## The request
Rewrite the material below as a two-column CSV with the headers "request" and "answer" and one row per request. Put each request's text and its answer in a single quoted field, with line breaks replaced by spaces.

## Data provided
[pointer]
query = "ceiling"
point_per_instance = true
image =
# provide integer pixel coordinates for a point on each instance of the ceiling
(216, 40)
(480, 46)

## Solution to the exercise
request,answer
"[pointer] query = ""ceiling"" point_per_instance = true image = # provide integer pixel coordinates for a point on each instance of the ceiling","(216, 40) (480, 46)"